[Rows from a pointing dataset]

----------------

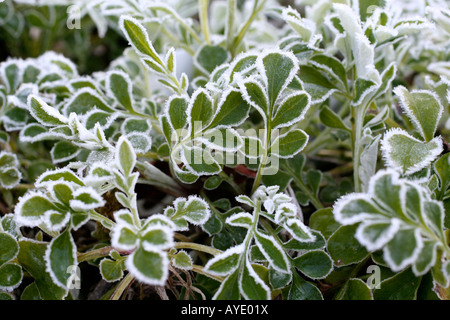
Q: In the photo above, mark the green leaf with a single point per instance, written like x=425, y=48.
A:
x=209, y=57
x=137, y=35
x=60, y=255
x=323, y=221
x=355, y=289
x=423, y=108
x=182, y=260
x=84, y=101
x=289, y=144
x=177, y=112
x=278, y=70
x=10, y=248
x=314, y=264
x=149, y=267
x=402, y=286
x=110, y=270
x=403, y=249
x=10, y=276
x=252, y=287
x=31, y=209
x=407, y=154
x=329, y=118
x=291, y=110
x=303, y=290
x=31, y=258
x=31, y=292
x=229, y=289
x=442, y=169
x=63, y=151
x=43, y=113
x=225, y=263
x=231, y=111
x=273, y=252
x=120, y=87
x=344, y=249
x=126, y=156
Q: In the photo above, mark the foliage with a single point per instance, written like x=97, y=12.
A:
x=225, y=150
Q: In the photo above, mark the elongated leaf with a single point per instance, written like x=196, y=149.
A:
x=60, y=255
x=423, y=108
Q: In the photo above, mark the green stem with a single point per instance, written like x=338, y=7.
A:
x=105, y=221
x=197, y=247
x=201, y=270
x=229, y=29
x=204, y=21
x=246, y=26
x=357, y=124
x=94, y=254
x=125, y=283
x=231, y=182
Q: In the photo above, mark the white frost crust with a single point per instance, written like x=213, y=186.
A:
x=386, y=150
x=48, y=266
x=387, y=255
x=79, y=205
x=267, y=256
x=401, y=91
x=429, y=265
x=231, y=220
x=238, y=249
x=257, y=279
x=382, y=240
x=141, y=277
x=299, y=117
x=53, y=112
x=262, y=71
x=28, y=221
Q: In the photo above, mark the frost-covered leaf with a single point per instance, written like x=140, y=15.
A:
x=86, y=198
x=150, y=267
x=10, y=248
x=10, y=175
x=125, y=156
x=10, y=276
x=423, y=108
x=225, y=263
x=315, y=264
x=182, y=260
x=43, y=113
x=407, y=154
x=289, y=144
x=60, y=255
x=32, y=258
x=111, y=270
x=273, y=252
x=193, y=209
x=120, y=87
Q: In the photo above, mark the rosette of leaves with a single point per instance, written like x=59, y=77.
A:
x=400, y=217
x=60, y=203
x=260, y=264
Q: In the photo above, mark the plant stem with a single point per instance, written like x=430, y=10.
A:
x=125, y=283
x=105, y=221
x=204, y=21
x=243, y=31
x=357, y=124
x=201, y=270
x=229, y=29
x=196, y=246
x=94, y=254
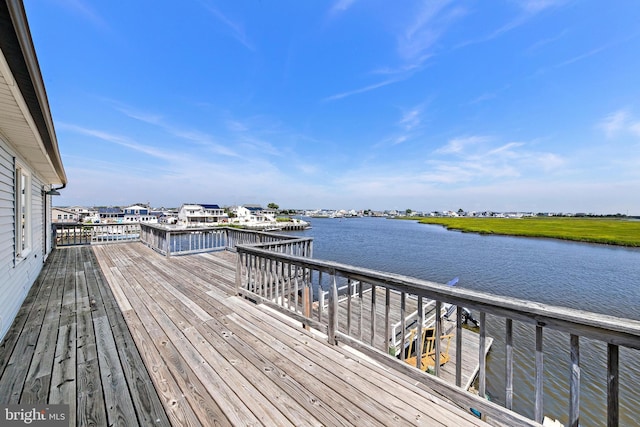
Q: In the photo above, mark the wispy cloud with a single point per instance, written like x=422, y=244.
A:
x=547, y=41
x=429, y=24
x=411, y=119
x=619, y=123
x=81, y=8
x=195, y=136
x=340, y=6
x=529, y=9
x=477, y=158
x=361, y=90
x=237, y=30
x=117, y=139
x=459, y=145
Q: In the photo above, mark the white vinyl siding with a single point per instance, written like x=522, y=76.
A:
x=23, y=210
x=18, y=273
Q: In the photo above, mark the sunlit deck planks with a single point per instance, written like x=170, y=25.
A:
x=216, y=358
x=70, y=345
x=201, y=356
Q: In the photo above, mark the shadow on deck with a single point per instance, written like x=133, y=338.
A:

----------------

◆ **Task brief**:
Copy out all of the lines above with "single point" swapped for "single marker" wherever it occurs, changing nothing else. Omit the pictures from your copy.

◆ **Response to the exercise**:
Q: In the photo above, mark the green leaf with a single marker per instance, written like x=425, y=48.
A:
x=209, y=57
x=137, y=35
x=60, y=255
x=323, y=221
x=355, y=289
x=423, y=108
x=182, y=260
x=84, y=101
x=289, y=144
x=177, y=112
x=278, y=70
x=10, y=248
x=314, y=264
x=149, y=267
x=402, y=286
x=110, y=270
x=403, y=249
x=10, y=276
x=252, y=287
x=31, y=209
x=407, y=154
x=329, y=118
x=291, y=110
x=303, y=290
x=31, y=258
x=31, y=292
x=229, y=289
x=442, y=169
x=63, y=151
x=43, y=113
x=225, y=263
x=231, y=111
x=273, y=252
x=120, y=87
x=344, y=249
x=126, y=156
Q: In the photo above, mark the foliage with a single marker per instance, written like x=97, y=12.
A:
x=225, y=150
Q: In the photo above, mark the elongated leaf with a single marker per instance, written like x=196, y=149.
A:
x=60, y=255
x=423, y=108
Q: In the photo above, mark the green stem with a single marker per instance, written like x=338, y=7.
A:
x=105, y=221
x=197, y=247
x=201, y=270
x=229, y=29
x=204, y=21
x=246, y=26
x=357, y=124
x=94, y=254
x=125, y=283
x=231, y=182
Q: In the photo above, mark the white frost crust with a single marker per instance, written like x=213, y=186.
A:
x=386, y=150
x=48, y=266
x=387, y=255
x=79, y=205
x=267, y=256
x=401, y=91
x=429, y=265
x=231, y=220
x=238, y=249
x=257, y=279
x=382, y=240
x=141, y=277
x=299, y=117
x=53, y=112
x=262, y=71
x=28, y=221
Q: In the photo above, mark the frost-covered leaf with a single marker per instance, written like x=140, y=15.
A:
x=86, y=198
x=150, y=267
x=10, y=248
x=10, y=175
x=125, y=156
x=10, y=276
x=423, y=108
x=225, y=263
x=315, y=264
x=182, y=260
x=43, y=113
x=407, y=154
x=289, y=144
x=60, y=255
x=32, y=258
x=111, y=270
x=273, y=252
x=193, y=209
x=120, y=87
Q: In the photo above, mark the rosette of leaves with a single marker per instance, written like x=59, y=77.
A:
x=400, y=217
x=60, y=203
x=260, y=264
Q: In the photo above, mark the plant stem with a single marker per instance, written like x=430, y=10.
A:
x=125, y=283
x=105, y=221
x=204, y=21
x=243, y=31
x=357, y=124
x=201, y=270
x=229, y=29
x=196, y=246
x=94, y=254
Q: In the photo above, mark the wispy cloud with a single marker per instance, written like x=422, y=244.
A:
x=547, y=41
x=429, y=24
x=411, y=119
x=619, y=123
x=81, y=8
x=195, y=136
x=340, y=6
x=529, y=9
x=477, y=158
x=361, y=90
x=237, y=30
x=117, y=139
x=459, y=145
Q: In the photo above, mark the white vinyl siding with a single marker per instance, written like x=522, y=76.
A:
x=23, y=210
x=18, y=273
Q: In the photo above, mark the sunlit deck planks with a single marker per instance, written like x=170, y=25.
A:
x=216, y=358
x=70, y=345
x=201, y=356
Q: In the photo above, mark the shadow on deck with a single marker per instance, written like x=133, y=338.
A:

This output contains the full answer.